## Begin THE INPUT
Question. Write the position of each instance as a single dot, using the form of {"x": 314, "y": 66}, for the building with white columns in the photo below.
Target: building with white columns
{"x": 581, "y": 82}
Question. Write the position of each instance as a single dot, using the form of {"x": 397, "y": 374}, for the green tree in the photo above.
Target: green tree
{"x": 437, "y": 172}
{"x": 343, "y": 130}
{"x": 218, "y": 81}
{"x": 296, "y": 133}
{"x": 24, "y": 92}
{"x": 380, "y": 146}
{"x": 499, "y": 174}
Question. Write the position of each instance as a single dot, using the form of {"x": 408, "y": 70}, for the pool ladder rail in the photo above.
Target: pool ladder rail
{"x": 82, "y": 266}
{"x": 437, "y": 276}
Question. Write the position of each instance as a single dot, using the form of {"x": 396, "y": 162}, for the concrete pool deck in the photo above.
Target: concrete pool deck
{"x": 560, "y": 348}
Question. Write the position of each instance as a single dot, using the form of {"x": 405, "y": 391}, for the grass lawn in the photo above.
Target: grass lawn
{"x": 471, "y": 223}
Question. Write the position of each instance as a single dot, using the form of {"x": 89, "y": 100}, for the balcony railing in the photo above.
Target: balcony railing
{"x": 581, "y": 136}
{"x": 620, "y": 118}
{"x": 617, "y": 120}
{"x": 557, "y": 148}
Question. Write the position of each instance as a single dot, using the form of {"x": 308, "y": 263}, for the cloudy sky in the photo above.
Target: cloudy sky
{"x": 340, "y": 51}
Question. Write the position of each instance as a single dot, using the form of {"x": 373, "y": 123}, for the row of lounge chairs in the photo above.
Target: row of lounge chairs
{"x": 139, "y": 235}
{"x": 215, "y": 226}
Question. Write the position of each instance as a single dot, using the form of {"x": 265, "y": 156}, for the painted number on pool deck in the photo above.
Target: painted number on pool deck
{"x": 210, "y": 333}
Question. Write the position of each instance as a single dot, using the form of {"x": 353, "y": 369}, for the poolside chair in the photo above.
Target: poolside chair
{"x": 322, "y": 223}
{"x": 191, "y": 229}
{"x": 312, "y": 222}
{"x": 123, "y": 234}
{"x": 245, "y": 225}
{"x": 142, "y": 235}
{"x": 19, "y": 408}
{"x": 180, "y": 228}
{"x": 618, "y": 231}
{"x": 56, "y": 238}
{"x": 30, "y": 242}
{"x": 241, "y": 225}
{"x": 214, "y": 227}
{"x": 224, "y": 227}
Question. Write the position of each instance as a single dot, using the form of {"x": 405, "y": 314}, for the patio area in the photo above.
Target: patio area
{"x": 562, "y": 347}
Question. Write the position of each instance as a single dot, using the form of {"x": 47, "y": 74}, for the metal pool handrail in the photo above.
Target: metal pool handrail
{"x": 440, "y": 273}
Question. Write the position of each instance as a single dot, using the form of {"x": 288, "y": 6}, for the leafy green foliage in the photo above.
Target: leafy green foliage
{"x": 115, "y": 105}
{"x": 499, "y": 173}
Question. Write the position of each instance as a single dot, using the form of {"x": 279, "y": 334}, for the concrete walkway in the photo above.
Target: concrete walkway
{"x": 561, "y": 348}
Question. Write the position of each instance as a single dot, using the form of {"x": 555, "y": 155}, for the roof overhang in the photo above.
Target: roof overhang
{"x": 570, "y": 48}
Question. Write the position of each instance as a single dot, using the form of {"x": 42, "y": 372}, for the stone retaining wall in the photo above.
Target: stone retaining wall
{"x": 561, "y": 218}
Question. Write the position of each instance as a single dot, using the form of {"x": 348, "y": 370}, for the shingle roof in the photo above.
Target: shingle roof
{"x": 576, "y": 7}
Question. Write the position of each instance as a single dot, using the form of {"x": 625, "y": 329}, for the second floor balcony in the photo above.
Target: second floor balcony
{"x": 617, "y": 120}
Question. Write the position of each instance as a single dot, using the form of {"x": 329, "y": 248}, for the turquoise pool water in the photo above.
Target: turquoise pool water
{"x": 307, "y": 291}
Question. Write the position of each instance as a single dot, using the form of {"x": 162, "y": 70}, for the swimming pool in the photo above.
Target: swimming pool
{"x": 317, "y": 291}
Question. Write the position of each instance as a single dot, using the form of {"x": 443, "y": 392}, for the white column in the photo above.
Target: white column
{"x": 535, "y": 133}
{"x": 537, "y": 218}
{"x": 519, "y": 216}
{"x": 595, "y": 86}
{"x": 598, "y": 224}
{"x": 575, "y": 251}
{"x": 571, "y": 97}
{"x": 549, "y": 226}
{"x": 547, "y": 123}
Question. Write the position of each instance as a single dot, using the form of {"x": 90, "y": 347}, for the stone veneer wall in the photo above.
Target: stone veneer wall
## End THE INPUT
• SHORT PROBLEM: Please rewrite all of the records above, replacing "single dot" with "single point" wherever it occurs and leaving everything else unchanged.

• THE REPLY:
Question. Write the position of each instance as a single point, using the form of {"x": 314, "y": 66}, for the building with white columns in the photo below.
Target: building with white columns
{"x": 581, "y": 82}
Question. Write the position of each instance as a single point, using the form of {"x": 397, "y": 374}, for the green tree in the photo above.
Target: green tree
{"x": 437, "y": 172}
{"x": 343, "y": 130}
{"x": 218, "y": 81}
{"x": 296, "y": 133}
{"x": 24, "y": 92}
{"x": 380, "y": 146}
{"x": 499, "y": 174}
Question. Write the position of each instance as a single point, using the form of {"x": 408, "y": 70}, for the pool ladder rail in the photo above.
Target: pool ladder rail
{"x": 82, "y": 266}
{"x": 437, "y": 276}
Question. Write the position of each instance as a single point, using the form of {"x": 396, "y": 162}, for the concrete pool deck in the photo above.
Target: concrete pool deck
{"x": 560, "y": 348}
Question. Write the position of each instance as a single point, using the form of {"x": 405, "y": 391}, for the grass lawn in the photo above.
Target: grass lawn
{"x": 471, "y": 223}
Question. Write the position of each instance as a single point, using the form of {"x": 89, "y": 100}, for the balcony railing in the photo above.
Target: balcony railing
{"x": 581, "y": 136}
{"x": 620, "y": 118}
{"x": 617, "y": 120}
{"x": 557, "y": 148}
Question. Write the position of each instance as a single point, using the form of {"x": 308, "y": 263}, for the cloudy sky in the photo above.
Target: cloudy sky
{"x": 340, "y": 51}
Question. Write the position of each instance as a single point, using the form of {"x": 373, "y": 123}, for the row of lounge chairs in the photo above.
Target: row of lounge chairs
{"x": 139, "y": 235}
{"x": 215, "y": 226}
Question. Write the position of each instance as a single point, using the form of {"x": 265, "y": 156}, for the painted number on pool deck in the photo above.
Target: painted number on pool deck
{"x": 210, "y": 333}
Question. Write the position of each instance as a single point, using the form of {"x": 353, "y": 369}, for the poolside chair in the photo above.
Target: poolside chair
{"x": 322, "y": 223}
{"x": 191, "y": 229}
{"x": 312, "y": 222}
{"x": 123, "y": 234}
{"x": 245, "y": 225}
{"x": 142, "y": 235}
{"x": 19, "y": 408}
{"x": 180, "y": 228}
{"x": 618, "y": 231}
{"x": 56, "y": 238}
{"x": 30, "y": 242}
{"x": 241, "y": 225}
{"x": 214, "y": 227}
{"x": 224, "y": 227}
Question. Write the position of each instance as a single point, using the form of {"x": 405, "y": 314}, for the patio area in the photo above.
Target: patio area
{"x": 562, "y": 347}
Question. Write the position of each instance as a single point, using the form of {"x": 47, "y": 74}, for the metal pool handrail in the photo above.
Target: metal pool handrail
{"x": 440, "y": 273}
Question. Write the position of each instance as a single point, using the form of {"x": 288, "y": 6}, for the leafy green foliage in the photo above.
Target: leafy green foliage
{"x": 115, "y": 105}
{"x": 499, "y": 173}
Question. Write the position of each instance as a single point, using the form of {"x": 279, "y": 334}, for the concrete walkway in the photo above.
Target: concrete walkway
{"x": 561, "y": 348}
Question. Write the position of each instance as a single point, using the form of {"x": 555, "y": 155}, for the roof overhang in the photo above.
Target: roof overhang
{"x": 570, "y": 48}
Question. Write the position of each instance as a single point, using the form of {"x": 42, "y": 372}, for the stone retaining wall in the photo above.
Target: stone retaining wall
{"x": 561, "y": 218}
Question. Write the position of each instance as a single point, using the form of {"x": 348, "y": 370}, for the shingle roof in the photo above.
Target: shingle roof
{"x": 576, "y": 7}
Question. Write the position of each instance as a single point, using the form of {"x": 625, "y": 329}, for the second floor balcony in the photo above.
Target: second floor balcony
{"x": 617, "y": 120}
Question. Write the position of each instance as a single point, using the form of {"x": 329, "y": 248}, for the turquoise pool water in the photo above.
Target: turquoise pool water
{"x": 307, "y": 291}
Question. Write the position of each instance as a single point, using the form of {"x": 162, "y": 70}, for the swimming pool in the photo above.
Target: swimming pool
{"x": 317, "y": 291}
Question. Write the position of each instance as a single point, using the form of {"x": 443, "y": 392}, for the white column in the photo above.
Target: white column
{"x": 535, "y": 133}
{"x": 537, "y": 218}
{"x": 519, "y": 216}
{"x": 595, "y": 86}
{"x": 598, "y": 224}
{"x": 575, "y": 251}
{"x": 571, "y": 97}
{"x": 549, "y": 226}
{"x": 547, "y": 123}
Question. Write the position of each instance as a single point, using the form of {"x": 90, "y": 347}, for the stone veneer wall in the photo above.
Target: stone veneer wall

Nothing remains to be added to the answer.